SELECTED TEXT:
The second step looks at the pool of employees and mortality projections relating thereto. A portion of the employees to be insured are identified to obtain a desired pattern and timing of death benefit cash inflow from the life insurance policies over the next thirty years. The timing and amounts of the death benefits needs to at least equal to the face amounts of the debt if the debt is to be fully liquidated by the death benefits. It is noted that the projected death benefits are more preferably larger than 100% of the face amount of the debt such as, for example, at least 200% of the face amount of the bond issuances and more preferably at least 300% of the face amount of the bond issuances in order to reduce the risk of the mortality projections. A schedule of projected death benefit cash inflow over the next thirty years is sent to the bond underwriters.

The third step structures the bond offering. A series of bonds are structured to match funds with the projected death benefit cash inflows. The bond portfolio can include any suitable capital appreciation bond, variable rate, fixed rate, short term, long term, callable and/or non-callable bonds. The final structure combined with insurance cash flow creates a total structured finance cash flow.

RECORD LIST:
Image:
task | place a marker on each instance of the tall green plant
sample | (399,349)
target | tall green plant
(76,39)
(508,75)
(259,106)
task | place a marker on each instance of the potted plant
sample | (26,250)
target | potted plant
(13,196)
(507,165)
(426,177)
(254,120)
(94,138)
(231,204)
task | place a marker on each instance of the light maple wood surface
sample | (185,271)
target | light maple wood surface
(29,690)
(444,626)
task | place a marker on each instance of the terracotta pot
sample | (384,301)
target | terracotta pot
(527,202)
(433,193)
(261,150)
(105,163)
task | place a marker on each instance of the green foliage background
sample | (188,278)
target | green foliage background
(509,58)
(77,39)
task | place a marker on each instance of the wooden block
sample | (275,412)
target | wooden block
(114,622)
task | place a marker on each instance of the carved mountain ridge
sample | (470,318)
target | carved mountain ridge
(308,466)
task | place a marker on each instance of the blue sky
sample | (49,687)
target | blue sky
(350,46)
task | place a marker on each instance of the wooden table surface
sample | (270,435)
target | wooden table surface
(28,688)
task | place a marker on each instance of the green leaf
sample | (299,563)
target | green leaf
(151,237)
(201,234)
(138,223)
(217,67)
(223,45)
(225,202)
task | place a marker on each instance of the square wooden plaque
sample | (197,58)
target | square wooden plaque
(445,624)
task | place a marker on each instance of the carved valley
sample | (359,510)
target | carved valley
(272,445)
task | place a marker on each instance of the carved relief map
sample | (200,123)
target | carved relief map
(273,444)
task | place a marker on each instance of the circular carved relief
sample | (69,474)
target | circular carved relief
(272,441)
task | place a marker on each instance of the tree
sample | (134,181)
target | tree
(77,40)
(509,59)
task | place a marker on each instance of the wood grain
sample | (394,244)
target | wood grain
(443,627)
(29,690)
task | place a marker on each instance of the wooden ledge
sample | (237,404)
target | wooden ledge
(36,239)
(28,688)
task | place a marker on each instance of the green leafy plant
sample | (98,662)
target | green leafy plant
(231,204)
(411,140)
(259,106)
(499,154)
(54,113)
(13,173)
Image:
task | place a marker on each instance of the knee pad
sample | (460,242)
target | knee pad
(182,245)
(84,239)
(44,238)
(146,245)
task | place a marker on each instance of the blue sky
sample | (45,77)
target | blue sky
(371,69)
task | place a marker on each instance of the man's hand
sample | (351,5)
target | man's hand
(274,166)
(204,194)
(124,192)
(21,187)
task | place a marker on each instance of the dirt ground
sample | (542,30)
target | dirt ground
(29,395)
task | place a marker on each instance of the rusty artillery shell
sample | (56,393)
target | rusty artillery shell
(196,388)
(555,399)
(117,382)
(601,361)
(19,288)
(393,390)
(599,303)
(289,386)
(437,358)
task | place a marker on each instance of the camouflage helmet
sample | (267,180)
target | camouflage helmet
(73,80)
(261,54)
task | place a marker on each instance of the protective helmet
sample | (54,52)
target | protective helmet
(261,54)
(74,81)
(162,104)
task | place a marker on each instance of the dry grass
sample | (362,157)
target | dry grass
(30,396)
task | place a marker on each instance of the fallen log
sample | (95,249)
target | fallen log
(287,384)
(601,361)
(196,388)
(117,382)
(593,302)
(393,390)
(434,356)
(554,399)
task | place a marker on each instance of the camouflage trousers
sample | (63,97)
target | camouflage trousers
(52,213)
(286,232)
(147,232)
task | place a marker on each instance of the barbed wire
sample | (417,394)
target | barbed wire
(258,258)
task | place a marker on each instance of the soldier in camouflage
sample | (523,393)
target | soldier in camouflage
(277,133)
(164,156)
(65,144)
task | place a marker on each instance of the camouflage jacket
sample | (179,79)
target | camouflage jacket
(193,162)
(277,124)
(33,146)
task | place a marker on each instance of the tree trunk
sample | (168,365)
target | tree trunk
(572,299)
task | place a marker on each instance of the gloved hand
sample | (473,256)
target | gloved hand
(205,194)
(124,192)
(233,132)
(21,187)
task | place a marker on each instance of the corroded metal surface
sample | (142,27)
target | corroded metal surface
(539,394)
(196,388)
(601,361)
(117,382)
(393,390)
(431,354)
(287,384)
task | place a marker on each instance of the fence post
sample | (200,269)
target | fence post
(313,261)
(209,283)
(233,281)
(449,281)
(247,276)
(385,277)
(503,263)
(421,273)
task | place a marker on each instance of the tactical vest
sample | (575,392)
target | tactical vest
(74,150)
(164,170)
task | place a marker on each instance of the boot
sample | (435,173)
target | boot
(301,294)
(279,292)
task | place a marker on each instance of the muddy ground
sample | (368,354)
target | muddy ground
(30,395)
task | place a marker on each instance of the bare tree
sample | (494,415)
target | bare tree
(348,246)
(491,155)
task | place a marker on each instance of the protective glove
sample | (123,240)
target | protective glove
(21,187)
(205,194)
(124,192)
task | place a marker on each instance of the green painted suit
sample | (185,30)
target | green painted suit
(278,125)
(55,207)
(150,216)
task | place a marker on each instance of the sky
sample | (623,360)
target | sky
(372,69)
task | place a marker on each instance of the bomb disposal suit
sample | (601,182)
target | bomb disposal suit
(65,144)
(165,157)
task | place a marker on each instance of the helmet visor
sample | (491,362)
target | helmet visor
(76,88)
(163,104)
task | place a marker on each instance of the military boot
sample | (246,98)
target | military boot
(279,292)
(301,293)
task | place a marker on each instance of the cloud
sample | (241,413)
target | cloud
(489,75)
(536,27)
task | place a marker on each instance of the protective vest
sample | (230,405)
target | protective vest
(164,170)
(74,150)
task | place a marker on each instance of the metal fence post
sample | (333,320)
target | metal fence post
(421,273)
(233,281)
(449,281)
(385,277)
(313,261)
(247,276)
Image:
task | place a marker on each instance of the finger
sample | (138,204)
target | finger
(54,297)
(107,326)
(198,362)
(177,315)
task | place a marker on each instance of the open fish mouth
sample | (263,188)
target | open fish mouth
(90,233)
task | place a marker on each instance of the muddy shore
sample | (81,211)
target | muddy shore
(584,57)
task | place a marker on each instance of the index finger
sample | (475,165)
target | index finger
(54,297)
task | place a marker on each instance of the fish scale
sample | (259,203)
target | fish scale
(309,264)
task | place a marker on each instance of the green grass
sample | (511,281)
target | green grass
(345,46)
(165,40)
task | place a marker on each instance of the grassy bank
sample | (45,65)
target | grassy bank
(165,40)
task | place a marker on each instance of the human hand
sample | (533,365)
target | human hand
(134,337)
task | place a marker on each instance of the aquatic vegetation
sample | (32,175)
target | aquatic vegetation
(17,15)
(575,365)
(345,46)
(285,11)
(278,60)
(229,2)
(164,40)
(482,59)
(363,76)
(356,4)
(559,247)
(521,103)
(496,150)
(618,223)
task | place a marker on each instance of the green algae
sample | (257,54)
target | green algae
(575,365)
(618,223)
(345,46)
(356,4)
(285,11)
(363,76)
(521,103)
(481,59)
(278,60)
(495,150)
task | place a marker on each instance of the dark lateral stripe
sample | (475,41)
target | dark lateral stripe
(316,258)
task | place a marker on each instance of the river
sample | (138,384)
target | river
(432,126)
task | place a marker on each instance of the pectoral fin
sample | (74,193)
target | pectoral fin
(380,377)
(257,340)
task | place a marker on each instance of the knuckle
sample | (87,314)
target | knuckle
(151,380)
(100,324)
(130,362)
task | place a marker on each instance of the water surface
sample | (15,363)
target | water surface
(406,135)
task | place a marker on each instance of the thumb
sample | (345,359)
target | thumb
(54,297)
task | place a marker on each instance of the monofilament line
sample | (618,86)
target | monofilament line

WRITTEN TASK A:
Answer these from the bond-structuring text:
(i) Over how many years is the death benefit cash inflow projected?
(ii) Who receives the schedule of projected death benefit cash inflow?
(iii) What does the final structure combined with insurance cash flow create?
WRITTEN TASK B:
Carry the bond-structuring text forward with the next part, starting after its last sentence.

OUTPUT A:
(i) Thirty years.
(ii) The bond underwriters.
(iii) A total structured finance cash flow.

OUTPUT B:
The fourth step underwrites and implements the system. A trustee sets up the plan trust and a sinking fund. A bond group underwrites the bonds, prepares the securities, prices the securities, and sells the securities. The census is submitted to insurance carriers whereby enrollment is completed and life insurance policies are issued. The life insurance can be structured in any desired manner such as, for example, keyman, endorsement split dollar, and equity split dollar.

The fifth step administrates the system. Within the plan trust, funds are professionally managed and benefits payments are paid to plan beneficiaries by a trust custodian as they become due. A bond trustee and/or registrar and paying agent oversees all transactions related to the bonds, makes payments of the coupons and the principal, and records all tax forms. As insured employees die, the cash value of the insurance policies are deposited with the plan trust custodian and reported to investment advisors and the net amount at risk of the insurance policies is collected by the government employer who pays the bond issuer.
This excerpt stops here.